## Document

Files
codeql/go/ql/lib/semmle/go/dataflow/ExternalFlow.qll
2026-03-27 22:15:45 +00:00

550 lines
22 KiB
Plaintext

/**
* INTERNAL use only. This is an experimental API subject to change without notice.
*
* Provides classes and predicates for dealing with flow models specified
* in data extensions and CSV format.
*
* The extensible relations have the following columns:
* - Sources:
* `package; type; subtypes; name; signature; ext; output; kind; provenance`
* - Sinks:
* `package; type; subtypes; name; signature; ext; input; kind; provenance`
* - Summaries:
* `package; type; subtypes; name; signature; ext; input; output; kind; provenance`
* - Barriers:
* `package; type; subtypes; name; signature; ext; output; kind; provenance`
* - BarrierGuards:
* `package; type; subtypes; name; signature; ext; input; acceptingValue; kind; provenance`
* - Neutrals:
* `package; type; name; signature; kind; provenance`
* A neutral is used to indicate that a callable is neutral with respect to flow (no summary), source (is not a source) or sink (is not a sink).
*
* The interpretation of a row is similar to API-graphs with a left-to-right
* reading.
* 1. The `package` column selects a package. Note that if the package does not
* contain a major version suffix (like "/v2") then we will match all major
* versions. This can be disabled by putting `fixed-version:` at the start
* of the package path. Also, instead of a package path, if this column is
* "group:<groupname>" then it indicates that the row applies to all
* packages in the group `<groupname>` according to the `packageGrouping`
* predicate.
* 2. The `type` column selects a type within that package.
* 3. The `subtypes` column is a boolean that controls what restrictions we
* place on the type `t` of the selector base when accessing a field or
* calling a method. When it is false, `t` must be the exact type specified
* by this row. When it is true, `t` may be a type which embeds the specified
* type, and for interface methods `t` may be a type which implements the
* interface.
* 4. The `name` column optionally selects a specific named member of the type.

## Written tasks
a) In the ExternalFlow.qll comment, what must be placed at the start of a package path to keep a row from matching all major versions?
b) Proceed with the ExternalFlow.qll comment, picking up right after its last line.
The items that come next have no connection to the ExternalFlow.qll comment.

Items from a collection:

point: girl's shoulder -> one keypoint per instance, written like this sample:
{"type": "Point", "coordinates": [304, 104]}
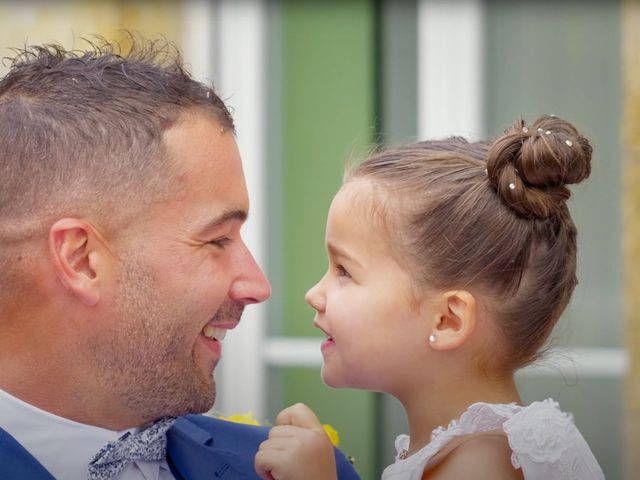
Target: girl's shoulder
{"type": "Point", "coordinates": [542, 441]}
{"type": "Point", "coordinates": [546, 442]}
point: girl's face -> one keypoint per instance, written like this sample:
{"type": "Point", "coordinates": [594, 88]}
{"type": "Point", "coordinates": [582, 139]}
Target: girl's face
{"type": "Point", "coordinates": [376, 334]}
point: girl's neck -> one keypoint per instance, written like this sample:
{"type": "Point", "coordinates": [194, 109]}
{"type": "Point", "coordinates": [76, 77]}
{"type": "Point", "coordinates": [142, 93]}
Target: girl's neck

## Responses for each task
a) `fixed-version:`

b)
* 5. The `signature` column is always empty.
* 6. The `ext` column is always empty.
* 7. The `input` column specifies how data enters the element selected by the
* first 6 columns, and the `output` column specifies how data leaves the
* element selected by the first 6 columns. An `input` can be either "",
* "Argument[n]", or "Argument[n1..n2]":
* - "": Selects a write to the selected element in case this is a field or
* package-level variable.
* - "Argument[n]": Selects an argument in a call to the selected element.
* The arguments are zero-indexed, and `receiver` specifies the receiver.
* - "Argument[n1..n2]": Similar to "Argument[n]" but selects any argument
* in the given range. The range is inclusive at both ends.
*
* An `output` can be either "", "Argument[n]", "Argument[n1..n2]", "Parameter",
* "Parameter[n]", "Parameter[n1..n2]", , "ReturnValue", "ReturnValue[n]", or
* "ReturnValue[n1..n2]":
* - "": Selects a read of a selected field or package-level variable.
* - "Argument[n]": Selects the post-update value of an argument in a call to the
* selected element. That is, the value of the argument after the call returns.
* The arguments are zero-indexed, and `receiver` specifies the receiver.
* - "Argument[n1..n2]": Similar to "Argument[n]" but select any argument in
* the given range. The range is inclusive at both ends.
* - "Parameter": Selects the value of a parameter of the selected element.
* - "Parameter[n]": Similar to "Parameter" but restricted to a specific
* numbered parameter (zero-indexed, and `receiver` specifies the receiver).
* - "Parameter[n1..n2]": Similar to "Parameter[n]" but selects any parameter
* in the given range. The range is inclusive at both ends.
* - "ReturnValue": Selects the first value being returned by the selected
* element. This requires that the selected element is a method with a
* body.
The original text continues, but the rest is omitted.